» **MATERIAL PROVIDED**:
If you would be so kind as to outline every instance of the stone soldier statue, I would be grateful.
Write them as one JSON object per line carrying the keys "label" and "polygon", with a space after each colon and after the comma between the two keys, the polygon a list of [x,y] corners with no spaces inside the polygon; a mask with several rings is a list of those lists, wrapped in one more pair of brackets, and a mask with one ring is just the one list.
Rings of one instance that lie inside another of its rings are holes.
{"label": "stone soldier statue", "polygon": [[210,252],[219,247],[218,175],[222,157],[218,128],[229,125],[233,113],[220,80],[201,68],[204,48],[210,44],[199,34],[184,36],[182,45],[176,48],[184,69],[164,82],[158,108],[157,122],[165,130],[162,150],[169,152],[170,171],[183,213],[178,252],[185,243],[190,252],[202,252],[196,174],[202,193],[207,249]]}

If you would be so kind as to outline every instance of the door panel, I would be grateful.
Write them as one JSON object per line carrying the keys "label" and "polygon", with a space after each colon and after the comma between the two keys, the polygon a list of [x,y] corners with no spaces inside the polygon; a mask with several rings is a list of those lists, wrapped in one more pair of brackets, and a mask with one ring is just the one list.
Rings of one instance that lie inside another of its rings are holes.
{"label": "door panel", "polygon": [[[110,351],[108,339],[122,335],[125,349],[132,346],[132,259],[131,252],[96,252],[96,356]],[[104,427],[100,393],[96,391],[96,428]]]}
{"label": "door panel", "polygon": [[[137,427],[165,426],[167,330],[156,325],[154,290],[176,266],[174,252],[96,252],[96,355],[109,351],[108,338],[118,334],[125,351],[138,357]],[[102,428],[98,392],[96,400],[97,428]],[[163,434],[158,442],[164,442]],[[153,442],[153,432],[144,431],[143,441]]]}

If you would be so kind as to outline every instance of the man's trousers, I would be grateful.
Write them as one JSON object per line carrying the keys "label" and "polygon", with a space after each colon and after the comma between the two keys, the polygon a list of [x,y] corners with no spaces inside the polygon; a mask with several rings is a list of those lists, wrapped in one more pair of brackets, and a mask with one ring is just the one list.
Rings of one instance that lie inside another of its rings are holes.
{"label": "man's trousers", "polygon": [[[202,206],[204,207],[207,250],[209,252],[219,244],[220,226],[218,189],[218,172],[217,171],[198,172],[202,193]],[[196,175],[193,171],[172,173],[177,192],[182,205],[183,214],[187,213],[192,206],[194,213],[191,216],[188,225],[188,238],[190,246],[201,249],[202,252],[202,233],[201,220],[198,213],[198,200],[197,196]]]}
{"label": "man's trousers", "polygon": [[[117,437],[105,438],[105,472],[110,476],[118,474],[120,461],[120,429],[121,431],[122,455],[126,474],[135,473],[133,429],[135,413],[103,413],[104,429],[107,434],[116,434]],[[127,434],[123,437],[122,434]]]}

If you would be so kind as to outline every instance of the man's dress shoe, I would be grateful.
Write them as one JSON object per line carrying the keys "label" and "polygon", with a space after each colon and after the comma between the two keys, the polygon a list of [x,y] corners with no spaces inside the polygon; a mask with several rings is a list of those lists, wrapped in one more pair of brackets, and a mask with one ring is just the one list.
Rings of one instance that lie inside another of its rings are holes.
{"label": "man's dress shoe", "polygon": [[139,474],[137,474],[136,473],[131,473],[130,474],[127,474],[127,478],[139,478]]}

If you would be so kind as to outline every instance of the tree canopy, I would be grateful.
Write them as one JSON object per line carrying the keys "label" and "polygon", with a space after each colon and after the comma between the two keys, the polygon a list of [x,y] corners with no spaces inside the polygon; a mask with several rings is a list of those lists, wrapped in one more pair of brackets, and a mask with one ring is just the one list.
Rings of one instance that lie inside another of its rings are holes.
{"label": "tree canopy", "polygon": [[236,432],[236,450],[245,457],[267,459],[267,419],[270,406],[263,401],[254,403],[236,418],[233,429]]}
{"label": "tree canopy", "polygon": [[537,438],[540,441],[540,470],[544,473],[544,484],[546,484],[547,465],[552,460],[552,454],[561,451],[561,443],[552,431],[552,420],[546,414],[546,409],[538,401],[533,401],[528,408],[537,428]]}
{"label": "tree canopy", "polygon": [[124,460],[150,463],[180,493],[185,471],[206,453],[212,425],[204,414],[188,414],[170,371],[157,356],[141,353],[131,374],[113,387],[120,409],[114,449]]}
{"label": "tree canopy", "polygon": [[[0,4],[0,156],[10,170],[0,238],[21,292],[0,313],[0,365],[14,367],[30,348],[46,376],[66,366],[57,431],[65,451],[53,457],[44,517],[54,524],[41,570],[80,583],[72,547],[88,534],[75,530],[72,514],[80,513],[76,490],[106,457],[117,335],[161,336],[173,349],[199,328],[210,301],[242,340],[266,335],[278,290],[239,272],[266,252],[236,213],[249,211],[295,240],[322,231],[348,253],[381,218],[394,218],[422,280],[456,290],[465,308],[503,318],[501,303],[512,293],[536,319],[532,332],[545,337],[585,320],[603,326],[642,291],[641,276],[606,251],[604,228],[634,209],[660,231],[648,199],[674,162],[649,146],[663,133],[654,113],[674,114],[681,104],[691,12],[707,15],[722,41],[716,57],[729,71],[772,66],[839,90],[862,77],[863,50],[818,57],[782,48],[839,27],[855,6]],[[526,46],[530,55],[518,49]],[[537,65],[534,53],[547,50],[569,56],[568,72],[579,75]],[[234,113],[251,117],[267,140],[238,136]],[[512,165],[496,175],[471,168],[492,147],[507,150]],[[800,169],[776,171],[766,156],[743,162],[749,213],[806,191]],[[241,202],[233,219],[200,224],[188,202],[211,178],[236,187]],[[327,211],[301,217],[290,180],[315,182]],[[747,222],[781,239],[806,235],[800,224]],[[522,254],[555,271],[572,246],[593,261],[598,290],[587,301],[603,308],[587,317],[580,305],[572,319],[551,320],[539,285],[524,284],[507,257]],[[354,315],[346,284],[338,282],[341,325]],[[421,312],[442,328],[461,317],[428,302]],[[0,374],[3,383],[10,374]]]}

» **EXERCISE INSTRUCTIONS**:
Extract every line of the records above that contains the string "shoe", matching case exactly.

» **REPLY**:
If you would be so kind as to outline every instance of the man's dress shoe, I would be grateful.
{"label": "man's dress shoe", "polygon": [[139,474],[137,474],[136,473],[131,473],[130,474],[127,474],[127,478],[139,478]]}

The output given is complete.